■ Tasks for this exercise
(1) Rewrite the article notes on medical AI starting at "Funding The authors" and ending at "internally peer reviewed.", with "grant" replaced by "award".
(2) Decide whether each statement below agrees with the article notes on medical AI, answering yes or no and quoting the deciding words: (a) The authors declared a specific grant for this research from a funding agency. (b) The piece was internally peer reviewed. (c) Trust and trustworthiness are treated as the same concept.
(3) Write what follows the last sentence of the article notes on medical AI.

■ Exercise passage
Funding The authors have not declared a specific grant for this research from any funding agency in the public, commercial or not-for-profit sectors.
Competing interests None declared.
Provenance and peer review Not commissioned; internally peer reviewed.
↵The term ‘transparency’, i.e. ‘algorithmic procedures that make the inner workings of a black box algorithm interpretable to humans’1 is used in the sense originally introduced by Lipton7. On the other hand, “post-hoc interpretability” refers to the provision of explanations of the algorithm outcomes.3 7
↵I note that trust and trustworthiness are distinct concepts. The former refers to a process leading to the decision to rely on a person’s (or a machine’s) action to achieve a predetermined goal, while the latter is a property of whom (or what) is potentially trusted. I also note that there is no consensus on whether it is possible to define the concept of trust in medical AI and discuss its trustworthiness (as opposed to sheer reliance and reliability). I refer to Hatherley and Ferrario et al.’s contributions for a recent debate on this point8 9 and Jacovi et al10 for a discussion on trust and trustworthiness from the human-machine interaction perspective.
↵See foot note one for a definition of transparency and post hoc interpretability of black box algorithms.

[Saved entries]
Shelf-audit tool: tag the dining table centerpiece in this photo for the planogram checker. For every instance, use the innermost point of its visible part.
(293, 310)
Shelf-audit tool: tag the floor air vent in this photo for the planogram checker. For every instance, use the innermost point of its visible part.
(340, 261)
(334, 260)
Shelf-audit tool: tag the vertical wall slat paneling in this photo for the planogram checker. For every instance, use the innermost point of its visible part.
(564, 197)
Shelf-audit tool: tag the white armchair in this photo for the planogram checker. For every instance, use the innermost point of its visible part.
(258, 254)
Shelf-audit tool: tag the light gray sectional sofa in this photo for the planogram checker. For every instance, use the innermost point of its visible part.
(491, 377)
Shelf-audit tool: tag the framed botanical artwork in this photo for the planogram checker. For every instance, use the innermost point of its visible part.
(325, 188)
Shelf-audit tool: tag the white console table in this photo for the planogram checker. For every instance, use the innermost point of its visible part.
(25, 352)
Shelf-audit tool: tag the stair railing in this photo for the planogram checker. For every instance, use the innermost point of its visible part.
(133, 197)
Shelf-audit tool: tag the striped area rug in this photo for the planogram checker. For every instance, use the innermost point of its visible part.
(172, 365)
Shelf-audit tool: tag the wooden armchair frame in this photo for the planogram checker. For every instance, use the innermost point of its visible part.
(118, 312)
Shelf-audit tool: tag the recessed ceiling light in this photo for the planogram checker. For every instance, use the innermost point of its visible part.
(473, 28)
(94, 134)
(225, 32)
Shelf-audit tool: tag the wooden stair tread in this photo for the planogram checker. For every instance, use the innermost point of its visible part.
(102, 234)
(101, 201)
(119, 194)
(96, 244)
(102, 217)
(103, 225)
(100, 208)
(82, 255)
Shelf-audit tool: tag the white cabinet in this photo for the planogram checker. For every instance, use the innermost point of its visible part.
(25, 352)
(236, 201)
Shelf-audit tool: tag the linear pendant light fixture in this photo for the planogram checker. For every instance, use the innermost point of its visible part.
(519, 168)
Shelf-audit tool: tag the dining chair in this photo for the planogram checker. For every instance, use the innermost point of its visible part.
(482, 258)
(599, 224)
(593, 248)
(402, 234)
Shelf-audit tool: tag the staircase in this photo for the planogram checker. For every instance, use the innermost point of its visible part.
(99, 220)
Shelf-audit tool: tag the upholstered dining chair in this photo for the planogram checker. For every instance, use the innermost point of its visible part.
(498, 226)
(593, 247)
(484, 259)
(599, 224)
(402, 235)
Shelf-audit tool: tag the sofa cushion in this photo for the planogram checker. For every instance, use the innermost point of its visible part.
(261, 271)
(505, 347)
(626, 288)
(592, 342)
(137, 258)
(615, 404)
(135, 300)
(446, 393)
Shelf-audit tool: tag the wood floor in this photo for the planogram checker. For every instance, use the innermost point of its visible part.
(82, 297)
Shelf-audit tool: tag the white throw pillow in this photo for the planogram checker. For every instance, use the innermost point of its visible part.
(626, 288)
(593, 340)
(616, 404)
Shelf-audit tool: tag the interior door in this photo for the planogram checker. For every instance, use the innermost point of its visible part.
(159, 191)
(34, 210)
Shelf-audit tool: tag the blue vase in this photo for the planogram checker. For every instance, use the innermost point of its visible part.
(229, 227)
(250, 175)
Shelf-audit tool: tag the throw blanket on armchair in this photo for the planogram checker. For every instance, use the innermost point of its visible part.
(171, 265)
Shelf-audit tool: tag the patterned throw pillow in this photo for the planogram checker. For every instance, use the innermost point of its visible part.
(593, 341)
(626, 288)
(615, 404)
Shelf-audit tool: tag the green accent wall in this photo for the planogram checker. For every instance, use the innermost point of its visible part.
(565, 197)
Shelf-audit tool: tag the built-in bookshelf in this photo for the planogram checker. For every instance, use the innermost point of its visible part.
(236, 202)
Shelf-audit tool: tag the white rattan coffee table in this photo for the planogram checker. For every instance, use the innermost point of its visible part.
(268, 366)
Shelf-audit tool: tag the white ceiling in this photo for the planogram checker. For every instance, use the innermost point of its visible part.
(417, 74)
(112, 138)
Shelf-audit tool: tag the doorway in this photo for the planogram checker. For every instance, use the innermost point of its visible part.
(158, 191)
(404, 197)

--

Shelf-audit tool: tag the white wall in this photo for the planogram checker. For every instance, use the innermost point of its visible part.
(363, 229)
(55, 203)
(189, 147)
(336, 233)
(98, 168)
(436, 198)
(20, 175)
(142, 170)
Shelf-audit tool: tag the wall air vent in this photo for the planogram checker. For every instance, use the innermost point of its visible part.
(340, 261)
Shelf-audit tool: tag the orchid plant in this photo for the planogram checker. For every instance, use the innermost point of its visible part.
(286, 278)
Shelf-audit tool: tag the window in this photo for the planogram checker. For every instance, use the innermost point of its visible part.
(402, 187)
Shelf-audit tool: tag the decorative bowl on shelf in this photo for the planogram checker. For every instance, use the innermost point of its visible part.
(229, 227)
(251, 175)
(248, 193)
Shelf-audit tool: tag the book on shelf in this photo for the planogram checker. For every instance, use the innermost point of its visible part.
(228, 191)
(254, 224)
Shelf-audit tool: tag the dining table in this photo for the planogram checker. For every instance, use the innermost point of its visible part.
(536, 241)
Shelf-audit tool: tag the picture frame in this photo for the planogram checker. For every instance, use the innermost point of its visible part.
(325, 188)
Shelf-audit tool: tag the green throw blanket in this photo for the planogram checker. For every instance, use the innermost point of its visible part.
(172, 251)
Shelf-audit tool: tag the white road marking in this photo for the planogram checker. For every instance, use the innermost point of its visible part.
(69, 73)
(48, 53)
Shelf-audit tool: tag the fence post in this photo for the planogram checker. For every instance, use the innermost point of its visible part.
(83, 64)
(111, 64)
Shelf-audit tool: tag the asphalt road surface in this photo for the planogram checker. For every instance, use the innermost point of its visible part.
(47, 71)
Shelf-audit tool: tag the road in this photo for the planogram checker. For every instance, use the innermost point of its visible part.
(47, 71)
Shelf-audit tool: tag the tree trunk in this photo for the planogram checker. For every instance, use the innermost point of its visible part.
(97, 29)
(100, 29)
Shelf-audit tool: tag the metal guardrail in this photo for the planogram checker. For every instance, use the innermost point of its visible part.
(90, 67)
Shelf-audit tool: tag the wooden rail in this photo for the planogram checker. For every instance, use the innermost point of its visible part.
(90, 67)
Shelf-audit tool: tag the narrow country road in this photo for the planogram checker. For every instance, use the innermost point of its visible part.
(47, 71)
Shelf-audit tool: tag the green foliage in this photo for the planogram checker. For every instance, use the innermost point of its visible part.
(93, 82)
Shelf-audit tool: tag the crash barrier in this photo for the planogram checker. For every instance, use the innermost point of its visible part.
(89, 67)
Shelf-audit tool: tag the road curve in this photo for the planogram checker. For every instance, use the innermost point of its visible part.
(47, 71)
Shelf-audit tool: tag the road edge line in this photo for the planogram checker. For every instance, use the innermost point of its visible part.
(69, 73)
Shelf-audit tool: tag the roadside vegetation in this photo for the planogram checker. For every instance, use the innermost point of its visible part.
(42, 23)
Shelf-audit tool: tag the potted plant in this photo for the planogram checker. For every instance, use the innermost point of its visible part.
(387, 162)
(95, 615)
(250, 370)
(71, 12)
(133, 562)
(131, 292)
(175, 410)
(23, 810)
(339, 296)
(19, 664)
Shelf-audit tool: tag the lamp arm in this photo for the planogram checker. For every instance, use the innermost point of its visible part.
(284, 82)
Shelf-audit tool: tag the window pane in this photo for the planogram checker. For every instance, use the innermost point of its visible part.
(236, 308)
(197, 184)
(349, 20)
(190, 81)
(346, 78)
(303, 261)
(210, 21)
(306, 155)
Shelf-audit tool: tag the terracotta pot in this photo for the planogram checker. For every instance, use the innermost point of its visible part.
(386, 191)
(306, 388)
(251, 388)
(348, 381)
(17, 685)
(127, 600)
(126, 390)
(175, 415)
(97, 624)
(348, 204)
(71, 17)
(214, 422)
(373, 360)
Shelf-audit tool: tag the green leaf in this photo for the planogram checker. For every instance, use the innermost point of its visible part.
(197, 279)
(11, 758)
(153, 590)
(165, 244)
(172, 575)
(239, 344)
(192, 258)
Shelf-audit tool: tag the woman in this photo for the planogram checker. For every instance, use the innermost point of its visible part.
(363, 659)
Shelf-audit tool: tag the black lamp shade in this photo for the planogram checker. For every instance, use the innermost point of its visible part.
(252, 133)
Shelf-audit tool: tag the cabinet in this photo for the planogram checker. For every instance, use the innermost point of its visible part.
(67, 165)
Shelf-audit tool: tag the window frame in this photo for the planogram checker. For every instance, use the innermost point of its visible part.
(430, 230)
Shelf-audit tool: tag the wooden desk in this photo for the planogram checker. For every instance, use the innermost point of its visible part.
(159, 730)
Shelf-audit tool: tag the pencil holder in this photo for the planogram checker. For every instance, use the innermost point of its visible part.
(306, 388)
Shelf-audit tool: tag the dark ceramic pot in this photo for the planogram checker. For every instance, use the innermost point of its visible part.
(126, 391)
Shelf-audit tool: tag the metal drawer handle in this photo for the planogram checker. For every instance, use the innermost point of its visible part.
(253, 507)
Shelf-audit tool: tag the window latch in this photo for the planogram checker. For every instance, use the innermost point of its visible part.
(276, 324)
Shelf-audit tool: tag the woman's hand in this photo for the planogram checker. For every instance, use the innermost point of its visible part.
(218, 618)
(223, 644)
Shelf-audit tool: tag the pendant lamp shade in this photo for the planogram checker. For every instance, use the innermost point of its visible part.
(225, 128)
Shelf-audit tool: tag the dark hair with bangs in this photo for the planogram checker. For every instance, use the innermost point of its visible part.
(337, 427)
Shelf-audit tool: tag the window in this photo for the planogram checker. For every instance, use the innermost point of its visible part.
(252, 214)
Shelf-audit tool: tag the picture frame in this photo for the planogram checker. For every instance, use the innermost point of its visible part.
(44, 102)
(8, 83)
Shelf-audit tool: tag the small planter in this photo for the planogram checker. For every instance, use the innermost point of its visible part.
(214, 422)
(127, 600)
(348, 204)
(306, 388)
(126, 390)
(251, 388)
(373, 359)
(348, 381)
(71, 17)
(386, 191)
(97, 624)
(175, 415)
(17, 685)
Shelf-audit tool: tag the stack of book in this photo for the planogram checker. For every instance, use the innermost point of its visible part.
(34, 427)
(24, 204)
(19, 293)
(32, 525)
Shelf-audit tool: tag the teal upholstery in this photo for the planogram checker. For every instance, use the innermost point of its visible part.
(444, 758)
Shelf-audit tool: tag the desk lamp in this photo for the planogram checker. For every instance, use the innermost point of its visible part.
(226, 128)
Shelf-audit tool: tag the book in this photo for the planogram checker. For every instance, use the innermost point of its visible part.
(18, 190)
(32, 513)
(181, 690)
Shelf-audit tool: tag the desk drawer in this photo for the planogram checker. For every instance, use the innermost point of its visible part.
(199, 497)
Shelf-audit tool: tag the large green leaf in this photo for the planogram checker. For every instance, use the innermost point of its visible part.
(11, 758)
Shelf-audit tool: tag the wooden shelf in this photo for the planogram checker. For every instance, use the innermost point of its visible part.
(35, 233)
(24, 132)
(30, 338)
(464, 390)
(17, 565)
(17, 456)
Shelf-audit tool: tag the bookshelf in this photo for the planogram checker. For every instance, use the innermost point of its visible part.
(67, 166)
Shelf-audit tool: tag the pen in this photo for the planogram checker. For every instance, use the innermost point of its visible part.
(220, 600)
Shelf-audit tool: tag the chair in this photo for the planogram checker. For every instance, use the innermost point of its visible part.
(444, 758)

■ Answers for the tasks
(1)
Funding The authors have not declared a specific award for this research from any funding agency in the public, commercial or not-for-profit sectors.
Competing interests None declared.
Provenance and peer review Not commissioned; internally peer reviewed.

(2)
(a) No: "The authors have not declared a specific grant for this research from any funding agency in the public, commercial or not-for-profit sectors."
(b) Yes: "Not commissioned; internally peer reviewed."
(c) No: "I note that trust and trustworthiness are distinct concepts."

(3)
↵Bjerring and Busch discuss the challenges behind the epistemic authority of medical AI systems.5 Here, I note that the authority is often stemming from in-vitro assessments of the performance of the medical AI, where the AI and human experts are given the same type of information in a controlled environment.6 I argue that discussions supporting performance transparency may contribute to the introduction of more realistic settings to test the epistemic authority of medical AI systems.
↵For a patient with a skin lesion it would be probably of no interest to know that the algorithm that automatically classifies the lesion from its medical images has been designed through transfer-learning from a Google proprietary algorithm trained on millions of images from 1000 object categories.6 On the other hand, knowing that the algorithm combines high quality medical imaging information with expert-knowledge to classify skin lesions is of relevance, as it provides the (correct) picture of a composite system that leverages the knowledge of experts in dermatology and oncology, on top of state-of-the-art algorithms for image classification.